Top of Supplied material
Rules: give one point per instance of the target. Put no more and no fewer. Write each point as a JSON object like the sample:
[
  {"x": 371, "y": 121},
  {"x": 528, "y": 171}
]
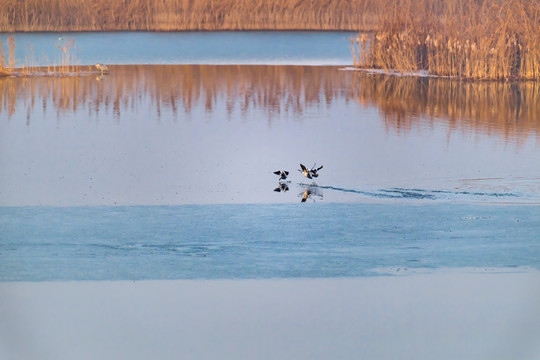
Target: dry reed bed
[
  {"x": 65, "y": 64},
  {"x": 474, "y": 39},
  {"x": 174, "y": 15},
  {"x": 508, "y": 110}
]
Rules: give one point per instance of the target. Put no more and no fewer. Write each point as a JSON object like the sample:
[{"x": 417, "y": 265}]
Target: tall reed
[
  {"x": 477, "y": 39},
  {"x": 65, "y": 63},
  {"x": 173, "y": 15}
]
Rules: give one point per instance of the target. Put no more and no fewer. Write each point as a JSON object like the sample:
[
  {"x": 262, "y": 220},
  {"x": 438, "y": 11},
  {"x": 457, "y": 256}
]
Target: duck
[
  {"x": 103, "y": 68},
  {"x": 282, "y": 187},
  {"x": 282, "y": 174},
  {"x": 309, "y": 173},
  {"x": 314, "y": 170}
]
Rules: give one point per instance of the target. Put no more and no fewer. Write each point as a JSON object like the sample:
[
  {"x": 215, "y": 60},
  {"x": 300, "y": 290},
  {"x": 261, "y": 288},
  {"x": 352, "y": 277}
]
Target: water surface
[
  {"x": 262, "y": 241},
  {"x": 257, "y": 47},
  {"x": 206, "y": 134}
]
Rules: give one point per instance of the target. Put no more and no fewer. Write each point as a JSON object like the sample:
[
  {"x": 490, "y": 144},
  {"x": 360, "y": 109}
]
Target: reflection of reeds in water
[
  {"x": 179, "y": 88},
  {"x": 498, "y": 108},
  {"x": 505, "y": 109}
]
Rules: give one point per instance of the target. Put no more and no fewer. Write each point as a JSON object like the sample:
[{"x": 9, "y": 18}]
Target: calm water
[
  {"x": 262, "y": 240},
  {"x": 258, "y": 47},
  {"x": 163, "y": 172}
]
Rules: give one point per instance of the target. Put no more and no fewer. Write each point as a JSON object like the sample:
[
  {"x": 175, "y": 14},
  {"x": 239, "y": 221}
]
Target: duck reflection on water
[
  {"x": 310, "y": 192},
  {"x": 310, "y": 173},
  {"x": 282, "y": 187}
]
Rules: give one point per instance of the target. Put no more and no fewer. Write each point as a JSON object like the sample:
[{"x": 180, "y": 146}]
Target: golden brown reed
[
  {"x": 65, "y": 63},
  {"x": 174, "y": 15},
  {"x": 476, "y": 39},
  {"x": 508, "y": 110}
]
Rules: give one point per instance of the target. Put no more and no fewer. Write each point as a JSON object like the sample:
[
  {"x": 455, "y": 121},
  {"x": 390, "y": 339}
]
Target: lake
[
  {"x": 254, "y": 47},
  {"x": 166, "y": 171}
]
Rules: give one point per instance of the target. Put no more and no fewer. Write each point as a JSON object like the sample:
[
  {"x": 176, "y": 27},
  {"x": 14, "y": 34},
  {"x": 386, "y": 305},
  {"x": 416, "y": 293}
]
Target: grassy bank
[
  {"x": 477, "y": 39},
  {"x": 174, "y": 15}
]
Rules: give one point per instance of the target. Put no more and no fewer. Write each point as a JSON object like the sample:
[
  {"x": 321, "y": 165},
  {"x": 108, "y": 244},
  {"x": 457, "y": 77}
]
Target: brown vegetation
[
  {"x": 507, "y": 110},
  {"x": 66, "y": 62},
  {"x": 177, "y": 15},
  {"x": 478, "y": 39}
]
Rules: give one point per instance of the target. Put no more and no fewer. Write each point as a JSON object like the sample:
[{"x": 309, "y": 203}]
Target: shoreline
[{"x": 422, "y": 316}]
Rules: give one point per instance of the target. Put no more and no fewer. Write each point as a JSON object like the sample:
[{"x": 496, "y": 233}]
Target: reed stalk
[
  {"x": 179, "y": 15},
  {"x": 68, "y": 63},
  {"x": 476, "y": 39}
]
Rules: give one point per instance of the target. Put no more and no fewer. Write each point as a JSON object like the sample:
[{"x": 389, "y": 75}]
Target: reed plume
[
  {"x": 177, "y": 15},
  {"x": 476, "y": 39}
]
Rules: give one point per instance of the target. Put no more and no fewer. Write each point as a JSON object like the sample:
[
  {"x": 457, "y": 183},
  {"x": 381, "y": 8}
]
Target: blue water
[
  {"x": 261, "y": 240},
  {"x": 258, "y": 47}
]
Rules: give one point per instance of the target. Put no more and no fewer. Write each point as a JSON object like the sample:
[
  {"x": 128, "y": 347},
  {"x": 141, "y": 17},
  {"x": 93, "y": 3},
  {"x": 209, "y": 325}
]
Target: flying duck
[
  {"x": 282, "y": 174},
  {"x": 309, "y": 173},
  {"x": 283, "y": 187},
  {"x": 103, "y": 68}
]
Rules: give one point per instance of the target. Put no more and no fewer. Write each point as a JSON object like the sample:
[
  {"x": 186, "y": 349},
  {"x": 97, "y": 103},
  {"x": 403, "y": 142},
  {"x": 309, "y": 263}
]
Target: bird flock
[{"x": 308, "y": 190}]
Bottom of Supplied material
*Problem description*.
Retype the records in full, exactly as given, and omit the pictures.

*Answer box*.
Rules: give one point per instance of the target. Put no more and no fewer. Write each point as a JSON object like the sample:
[
  {"x": 371, "y": 121},
  {"x": 528, "y": 171}
]
Target: dry reed bed
[
  {"x": 65, "y": 64},
  {"x": 474, "y": 39},
  {"x": 174, "y": 15},
  {"x": 508, "y": 110}
]
Rules: give one point per instance of the target. Put no more and no fewer. Write each point as a JSON object like the sample:
[{"x": 417, "y": 265}]
Target: tall reed
[
  {"x": 477, "y": 39},
  {"x": 65, "y": 63},
  {"x": 173, "y": 15}
]
Rules: give one point per instance of the target. Put no more and no fewer. Write each point as a JSON object like the sample:
[
  {"x": 262, "y": 220},
  {"x": 438, "y": 11},
  {"x": 457, "y": 256}
]
Target: duck
[
  {"x": 103, "y": 68},
  {"x": 282, "y": 187},
  {"x": 282, "y": 174},
  {"x": 309, "y": 173},
  {"x": 314, "y": 170}
]
Rules: give one point per instance of the target. Put no more and no fewer. Write each point as a JSON object like the sample:
[
  {"x": 215, "y": 60},
  {"x": 300, "y": 290},
  {"x": 261, "y": 288},
  {"x": 352, "y": 277}
]
Target: water surface
[
  {"x": 262, "y": 241},
  {"x": 257, "y": 47},
  {"x": 206, "y": 134}
]
Rules: give one point per instance of the target. Put no more and no fewer. Write each point as a JSON object like the sample:
[
  {"x": 490, "y": 144},
  {"x": 360, "y": 109}
]
Target: reflection of reeds in water
[
  {"x": 179, "y": 88},
  {"x": 498, "y": 108},
  {"x": 505, "y": 109}
]
Rules: give one point per instance of the target. Put no more and no fewer. Write each point as a JSON object like the sample:
[{"x": 9, "y": 18}]
Target: calm water
[
  {"x": 262, "y": 240},
  {"x": 258, "y": 47},
  {"x": 163, "y": 172}
]
Rules: give one point per instance of the target. Put no more and no fewer. Write each point as a JSON object like the sample:
[
  {"x": 175, "y": 14},
  {"x": 239, "y": 221}
]
Target: duck reflection on water
[
  {"x": 310, "y": 192},
  {"x": 310, "y": 173},
  {"x": 282, "y": 187}
]
Rules: give one point per instance of the target. Put no more and no fewer. Write each point as a JSON object like the sample:
[{"x": 180, "y": 146}]
Target: golden brown reed
[
  {"x": 65, "y": 63},
  {"x": 174, "y": 15},
  {"x": 476, "y": 39},
  {"x": 508, "y": 110}
]
Rules: give one point per instance of the target. Put no more and no fewer. Write each point as a JSON object like the sample:
[
  {"x": 455, "y": 121},
  {"x": 390, "y": 339}
]
Target: lake
[
  {"x": 254, "y": 47},
  {"x": 166, "y": 171}
]
Rules: give one point per instance of the target. Put no more and no fewer. Write each point as a JSON object like the sample:
[
  {"x": 176, "y": 27},
  {"x": 14, "y": 34},
  {"x": 386, "y": 305},
  {"x": 416, "y": 293}
]
Target: grassy bank
[
  {"x": 477, "y": 39},
  {"x": 174, "y": 15}
]
Rules: give one point per instance of the target. Put no more and no fewer. Write each point as a JSON object like the sample:
[
  {"x": 321, "y": 165},
  {"x": 108, "y": 244},
  {"x": 457, "y": 77}
]
Target: brown vegetation
[
  {"x": 507, "y": 110},
  {"x": 66, "y": 62},
  {"x": 177, "y": 15},
  {"x": 478, "y": 39}
]
Rules: give one point per instance of the target. Put no more and no fewer. Write each point as a JSON object like the sample:
[{"x": 309, "y": 203}]
Target: shoreline
[{"x": 422, "y": 316}]
Rules: give one point per instance of the target. Put no more and no fewer. Write each point as a JSON object like the sample:
[{"x": 496, "y": 233}]
Target: reed stalk
[
  {"x": 179, "y": 15},
  {"x": 68, "y": 63},
  {"x": 476, "y": 39}
]
Rules: give one point per instance of the target. Put no more and no fewer. Write each point as a JSON object like the sample:
[{"x": 389, "y": 75}]
Target: reed plume
[
  {"x": 177, "y": 15},
  {"x": 476, "y": 39}
]
Rules: give one point per instance of the target. Put no more and no fewer. Write each point as a JSON object like the sample:
[
  {"x": 457, "y": 183},
  {"x": 381, "y": 8}
]
Target: blue water
[
  {"x": 261, "y": 240},
  {"x": 258, "y": 47}
]
Rules: give one point per instance of the target. Put no more and no fewer. Write each point as a JSON object like the sample:
[
  {"x": 128, "y": 347},
  {"x": 141, "y": 17},
  {"x": 93, "y": 3},
  {"x": 209, "y": 325}
]
Target: flying duck
[
  {"x": 282, "y": 174},
  {"x": 309, "y": 173},
  {"x": 283, "y": 187},
  {"x": 103, "y": 68}
]
Rules: give one point per instance of the target. Put no more and no fewer. Write each point as a JSON object like the sample:
[
  {"x": 186, "y": 349},
  {"x": 97, "y": 103},
  {"x": 403, "y": 142},
  {"x": 309, "y": 263}
]
Target: bird flock
[{"x": 308, "y": 190}]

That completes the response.